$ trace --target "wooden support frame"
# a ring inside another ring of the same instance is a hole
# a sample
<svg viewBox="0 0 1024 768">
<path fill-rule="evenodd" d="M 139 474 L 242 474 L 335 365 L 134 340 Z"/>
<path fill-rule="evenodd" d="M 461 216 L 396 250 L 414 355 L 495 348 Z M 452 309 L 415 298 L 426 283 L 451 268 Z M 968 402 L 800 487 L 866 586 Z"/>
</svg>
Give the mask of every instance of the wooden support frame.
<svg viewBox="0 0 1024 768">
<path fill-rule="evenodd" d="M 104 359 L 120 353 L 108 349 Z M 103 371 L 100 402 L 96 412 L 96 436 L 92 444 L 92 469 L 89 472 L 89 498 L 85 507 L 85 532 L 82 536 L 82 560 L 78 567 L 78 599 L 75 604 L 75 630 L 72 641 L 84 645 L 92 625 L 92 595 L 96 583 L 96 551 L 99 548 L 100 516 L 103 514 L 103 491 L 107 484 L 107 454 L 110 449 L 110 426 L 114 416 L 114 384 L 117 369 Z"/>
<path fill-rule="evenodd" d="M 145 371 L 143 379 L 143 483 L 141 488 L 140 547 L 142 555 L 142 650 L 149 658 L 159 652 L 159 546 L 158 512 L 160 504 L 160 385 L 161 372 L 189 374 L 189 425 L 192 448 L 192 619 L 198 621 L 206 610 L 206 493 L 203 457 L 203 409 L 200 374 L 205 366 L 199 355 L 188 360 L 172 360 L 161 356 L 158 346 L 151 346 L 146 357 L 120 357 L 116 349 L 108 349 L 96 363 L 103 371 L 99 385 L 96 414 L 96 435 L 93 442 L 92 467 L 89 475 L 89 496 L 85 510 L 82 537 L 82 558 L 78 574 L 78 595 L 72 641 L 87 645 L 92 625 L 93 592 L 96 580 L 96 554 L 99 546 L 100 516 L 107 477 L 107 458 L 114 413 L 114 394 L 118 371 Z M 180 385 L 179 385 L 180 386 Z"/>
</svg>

------------------------------------------------------------

WHAT YOU ARE ASKED TO DO => Could you reproduce every record above exactly as it stands?

FINAL ANSWER =>
$ trace --target "wooden support frame"
# a ring inside another ring of the same instance is a hole
# a sample
<svg viewBox="0 0 1024 768">
<path fill-rule="evenodd" d="M 139 474 L 242 474 L 335 365 L 134 340 Z"/>
<path fill-rule="evenodd" d="M 461 216 L 396 250 L 414 355 L 495 348 Z M 452 309 L 415 298 L 426 283 L 451 268 Z M 968 402 L 800 487 L 866 586 Z"/>
</svg>
Give the mask of every instance of the wooden support frame.
<svg viewBox="0 0 1024 768">
<path fill-rule="evenodd" d="M 104 359 L 120 353 L 108 349 Z M 103 371 L 100 402 L 96 412 L 96 436 L 92 444 L 92 469 L 89 472 L 89 498 L 85 507 L 85 532 L 82 536 L 82 560 L 78 567 L 78 599 L 75 604 L 75 630 L 72 641 L 84 645 L 92 625 L 92 595 L 96 583 L 96 551 L 99 548 L 100 516 L 103 514 L 103 491 L 107 484 L 107 454 L 110 449 L 110 426 L 114 416 L 114 384 L 117 369 Z"/>
<path fill-rule="evenodd" d="M 145 371 L 143 379 L 143 483 L 141 488 L 140 547 L 142 555 L 142 650 L 149 658 L 159 652 L 159 546 L 158 512 L 160 504 L 160 385 L 161 372 L 189 374 L 189 425 L 192 448 L 192 619 L 198 621 L 206 610 L 206 493 L 203 457 L 203 409 L 200 374 L 205 366 L 199 355 L 188 360 L 172 360 L 161 356 L 158 346 L 151 346 L 146 357 L 120 357 L 116 349 L 108 349 L 96 363 L 103 371 L 99 385 L 96 414 L 96 435 L 93 442 L 92 467 L 89 475 L 89 496 L 85 510 L 82 537 L 82 558 L 78 574 L 78 595 L 72 641 L 87 645 L 92 625 L 93 592 L 96 580 L 96 554 L 99 546 L 100 516 L 107 477 L 107 458 L 114 413 L 114 394 L 118 371 Z M 180 385 L 179 385 L 180 386 Z"/>
</svg>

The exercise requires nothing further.